Ball continues: “Quantum mechanics is powerless to stop it, because it contains in itself no prescription for shutting down the spread of entanglement… This spreading is the very thing that destroys the manifestation of a superposition in the original quantum system… we can no longer ‘see’ [it] just by looking at the little part of it… What we understand to be decoherence is not actually a loss of superposition but a loss of our ability to detect it in the original system.” This is starting to sound a bit like what we see even in classical thermodynamics. A temperature differential induces heat-flow, essentially a one-way street. Entropy rears its head. You haven’t lost any energy, but you’ve spread it out in such a way that it’s highly improbable you will collect it all back in one ‘place’ so you’ve effectively lost it from the system to the environment.

 

If the nonlocality of quantum mechanics spreads itself everywhere, why do we experience profound locality and distinctiveness in classical objects. The crux has to do with making a measurement. Ball writes: “A measuring device must always have some macroscopic element with which we can interact: a pointer or a display, big enough to see, say.” Decoherence must take place in this interaction and essentially “imprints information about an object onto its environment. A measurement on that object then amounts to harvesting this information from its environment.” It’s what happens when we ‘see’ an object. Our “retinas are responding to the photons of light that have bounced off it.”

 

But beyond weird, decoherence “creates a kind of ‘replica’ of the object… that eventually produces a reading in our classical measuring apparatus”. I sense echoes of Command Copy. Repeated over and over again. Ball writes that “some quantum states are better than others at generating replicas… These are the states we tend to measure, and are the ones that ultimately produce a unique classical signature from the underlying quantum palette. You could say that it’s only the ‘fittest’ states that survive the measurement process, because they are best at replicating copies in the environment that a measuring device can detect. The physicist Wojciech Zurek has dubbed this “quantum Darwinism”. I’m reminded of the notion that perhaps it’s not mathematics all the way down, but biology at every level!

Dataset entries
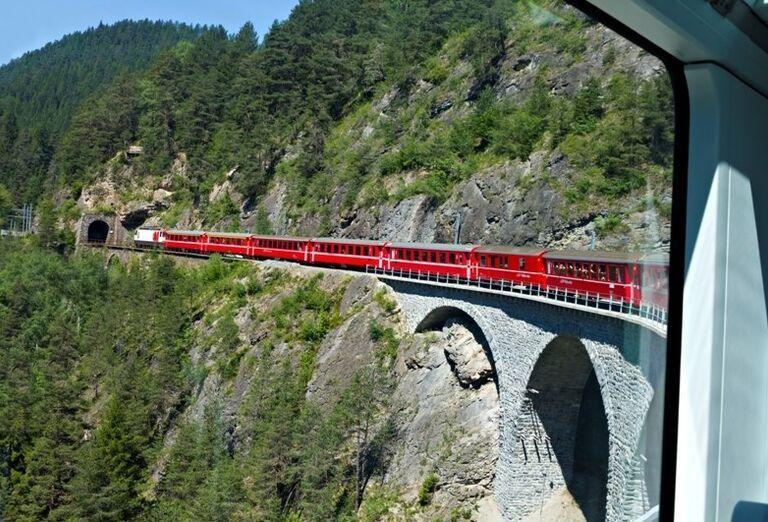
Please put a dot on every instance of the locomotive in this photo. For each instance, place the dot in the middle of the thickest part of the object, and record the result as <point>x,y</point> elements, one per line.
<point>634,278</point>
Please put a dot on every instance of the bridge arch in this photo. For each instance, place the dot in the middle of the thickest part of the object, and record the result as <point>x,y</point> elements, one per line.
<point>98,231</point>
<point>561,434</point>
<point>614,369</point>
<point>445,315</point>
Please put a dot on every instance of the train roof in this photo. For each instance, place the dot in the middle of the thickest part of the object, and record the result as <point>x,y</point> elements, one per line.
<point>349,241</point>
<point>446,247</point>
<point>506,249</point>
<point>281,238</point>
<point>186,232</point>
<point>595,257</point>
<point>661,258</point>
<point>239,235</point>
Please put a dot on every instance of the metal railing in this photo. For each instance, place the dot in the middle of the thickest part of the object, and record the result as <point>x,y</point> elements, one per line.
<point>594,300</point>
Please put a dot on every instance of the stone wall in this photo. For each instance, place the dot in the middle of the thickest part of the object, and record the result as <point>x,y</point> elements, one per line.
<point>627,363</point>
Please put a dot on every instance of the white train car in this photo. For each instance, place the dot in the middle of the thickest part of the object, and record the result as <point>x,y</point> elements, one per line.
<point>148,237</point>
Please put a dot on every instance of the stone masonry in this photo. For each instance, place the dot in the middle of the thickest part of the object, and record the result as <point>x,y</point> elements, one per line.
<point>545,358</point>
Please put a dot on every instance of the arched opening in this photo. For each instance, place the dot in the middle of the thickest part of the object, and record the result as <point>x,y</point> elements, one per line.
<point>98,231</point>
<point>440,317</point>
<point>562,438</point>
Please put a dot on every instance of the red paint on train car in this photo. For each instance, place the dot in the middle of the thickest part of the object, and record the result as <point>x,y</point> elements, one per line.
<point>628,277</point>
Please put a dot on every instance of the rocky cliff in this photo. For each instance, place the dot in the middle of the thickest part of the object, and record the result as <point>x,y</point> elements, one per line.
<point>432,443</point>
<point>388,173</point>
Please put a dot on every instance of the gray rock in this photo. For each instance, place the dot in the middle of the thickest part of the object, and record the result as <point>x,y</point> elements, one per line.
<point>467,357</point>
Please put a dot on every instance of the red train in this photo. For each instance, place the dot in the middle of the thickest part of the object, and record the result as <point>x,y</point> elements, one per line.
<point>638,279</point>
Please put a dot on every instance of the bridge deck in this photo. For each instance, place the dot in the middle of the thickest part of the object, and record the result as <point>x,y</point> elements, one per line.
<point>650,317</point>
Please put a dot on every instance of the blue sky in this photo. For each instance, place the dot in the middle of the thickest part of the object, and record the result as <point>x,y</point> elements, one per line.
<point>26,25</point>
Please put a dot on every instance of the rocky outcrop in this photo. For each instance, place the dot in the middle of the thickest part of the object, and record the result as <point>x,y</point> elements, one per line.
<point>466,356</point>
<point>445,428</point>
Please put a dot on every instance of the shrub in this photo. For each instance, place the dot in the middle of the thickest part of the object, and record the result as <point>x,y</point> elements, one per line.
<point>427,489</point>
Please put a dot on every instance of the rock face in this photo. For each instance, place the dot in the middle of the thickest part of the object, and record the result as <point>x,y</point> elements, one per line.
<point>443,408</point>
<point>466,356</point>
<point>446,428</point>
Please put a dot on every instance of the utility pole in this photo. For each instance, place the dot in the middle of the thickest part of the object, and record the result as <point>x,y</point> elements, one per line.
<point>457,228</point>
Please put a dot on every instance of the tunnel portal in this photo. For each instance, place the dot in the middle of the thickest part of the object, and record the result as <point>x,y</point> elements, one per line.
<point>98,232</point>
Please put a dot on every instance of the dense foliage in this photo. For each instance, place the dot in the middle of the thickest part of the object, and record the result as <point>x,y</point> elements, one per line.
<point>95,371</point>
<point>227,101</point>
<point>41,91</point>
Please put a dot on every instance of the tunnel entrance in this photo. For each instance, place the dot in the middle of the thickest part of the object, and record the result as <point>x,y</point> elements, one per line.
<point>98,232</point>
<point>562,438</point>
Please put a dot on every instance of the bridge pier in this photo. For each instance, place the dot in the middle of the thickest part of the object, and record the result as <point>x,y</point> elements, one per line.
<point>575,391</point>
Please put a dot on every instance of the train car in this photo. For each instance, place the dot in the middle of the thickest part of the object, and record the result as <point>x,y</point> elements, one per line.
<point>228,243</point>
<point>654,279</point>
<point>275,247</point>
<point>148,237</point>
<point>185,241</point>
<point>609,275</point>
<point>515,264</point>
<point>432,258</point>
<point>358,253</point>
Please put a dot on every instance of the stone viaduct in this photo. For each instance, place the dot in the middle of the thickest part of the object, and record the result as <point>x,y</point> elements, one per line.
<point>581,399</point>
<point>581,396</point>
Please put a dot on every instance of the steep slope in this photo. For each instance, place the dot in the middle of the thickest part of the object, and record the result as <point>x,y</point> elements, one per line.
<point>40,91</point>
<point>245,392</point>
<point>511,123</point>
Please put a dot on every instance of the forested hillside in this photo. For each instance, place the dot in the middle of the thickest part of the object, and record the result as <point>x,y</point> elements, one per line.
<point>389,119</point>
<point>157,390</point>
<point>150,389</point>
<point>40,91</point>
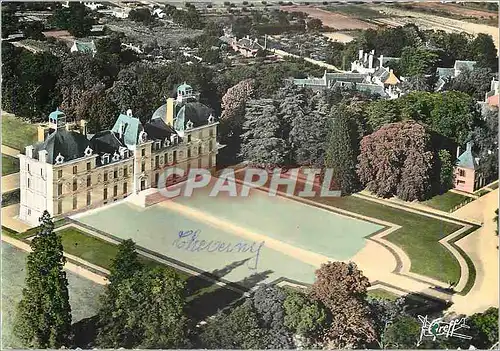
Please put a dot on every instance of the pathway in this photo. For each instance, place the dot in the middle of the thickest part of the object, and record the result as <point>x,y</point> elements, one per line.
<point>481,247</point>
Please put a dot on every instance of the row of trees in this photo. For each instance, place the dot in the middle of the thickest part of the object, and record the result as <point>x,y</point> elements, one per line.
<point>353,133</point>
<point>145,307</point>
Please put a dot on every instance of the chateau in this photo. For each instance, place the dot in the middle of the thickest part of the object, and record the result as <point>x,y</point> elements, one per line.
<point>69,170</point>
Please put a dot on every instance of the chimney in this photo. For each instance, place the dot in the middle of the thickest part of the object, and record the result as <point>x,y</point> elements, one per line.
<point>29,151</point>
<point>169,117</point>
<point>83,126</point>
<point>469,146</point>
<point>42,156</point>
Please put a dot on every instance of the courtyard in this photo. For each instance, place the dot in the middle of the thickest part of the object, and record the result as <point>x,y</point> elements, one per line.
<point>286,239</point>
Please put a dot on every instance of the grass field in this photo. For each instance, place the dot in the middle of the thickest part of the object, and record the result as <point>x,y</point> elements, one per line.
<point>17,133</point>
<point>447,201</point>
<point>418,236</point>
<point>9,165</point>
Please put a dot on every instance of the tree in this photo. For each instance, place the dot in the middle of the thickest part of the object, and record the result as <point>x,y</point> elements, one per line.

* Work instructions
Please carry the passage on decoherence further, starting right after its last sentence. These records were taken from a different source than the text.

* Answer
It turns out that the position of an object is particularly well suited for this decoherence replica-generating thingamajig. Ball explains: [it’s] because those interactions tend to depend on the distance between the object and elements of its environment, such as other atoms or photons: the closer they are, the stronger the interaction. So interactions ‘record’ position very efficiently. The corollary is that decoherence of position states tends to happen very quickly, because pretty much any scattering of photons from an object carries away positional information into the environment. And so it is really hard to ‘see’ large-ish objects being in ‘two places at once’… The states we can measure are the ones that are most easily found out.”

 

And if all that wasn’t mind-blowing enough: “when we measure a property of a quantum system by probing its ‘replica’ in the environment, we destroy that replica (by entangling it with the measurement apparatus).” This implies that “too much measurement will ultimately make the state seem to vanish.” That’s what makes it hard to make measurements on very, very, very small objects. We perturb it into another state. Ball writes: “Take a peek and you’ve used up all the information that was available about it. Subsequent measurements may then have a different outcome.” This sounds like what we see when we observe beyond weird quantum behavior. Thus we are limited when trying to extract information from a quantum system.

 

There’s more, but I have to stop here. My mind is swimming in decoherence and I’m likely to soon spout nonsense, so I’ll stop before the spread reaches my fingers and my keyboard.